======== Record set

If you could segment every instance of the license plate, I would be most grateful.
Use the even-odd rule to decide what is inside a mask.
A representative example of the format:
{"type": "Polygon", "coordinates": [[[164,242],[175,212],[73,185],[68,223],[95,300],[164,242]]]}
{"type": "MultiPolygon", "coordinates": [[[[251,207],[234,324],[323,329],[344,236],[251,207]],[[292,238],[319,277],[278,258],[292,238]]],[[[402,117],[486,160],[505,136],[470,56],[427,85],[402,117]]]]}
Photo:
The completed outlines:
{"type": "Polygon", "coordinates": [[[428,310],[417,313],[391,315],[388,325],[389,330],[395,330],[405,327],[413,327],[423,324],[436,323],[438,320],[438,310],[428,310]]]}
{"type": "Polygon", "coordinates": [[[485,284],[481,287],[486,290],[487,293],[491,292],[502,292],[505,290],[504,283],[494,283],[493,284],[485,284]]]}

================

Your objective
Render the listing above as a Markdown table with the columns Row and Line, one numbered row per line, skipping any blank lines.

The reply
| Row | Line |
|---|---|
| 1 | If you could segment every instance of the license plate, I would be most grateful. |
| 2 | Use the even-odd rule to decide what is inside a mask. |
| 3 | A representative example of the format: |
| 4 | {"type": "Polygon", "coordinates": [[[164,242],[175,212],[73,185],[68,223],[95,300],[164,242]]]} |
| 5 | {"type": "MultiPolygon", "coordinates": [[[[251,207],[234,324],[323,329],[344,236],[251,207]],[[292,238],[319,277],[278,258],[292,238]]],[[[402,117],[486,160],[505,136],[470,56],[427,85],[402,117]]]]} |
| 6 | Photo: |
| 7 | The completed outlines: |
| 8 | {"type": "Polygon", "coordinates": [[[428,310],[417,313],[391,315],[388,325],[389,330],[395,330],[405,327],[413,327],[423,324],[436,323],[438,320],[438,310],[428,310]]]} |
| 9 | {"type": "Polygon", "coordinates": [[[485,284],[481,287],[486,290],[487,293],[491,292],[502,292],[505,290],[504,283],[494,283],[493,284],[485,284]]]} |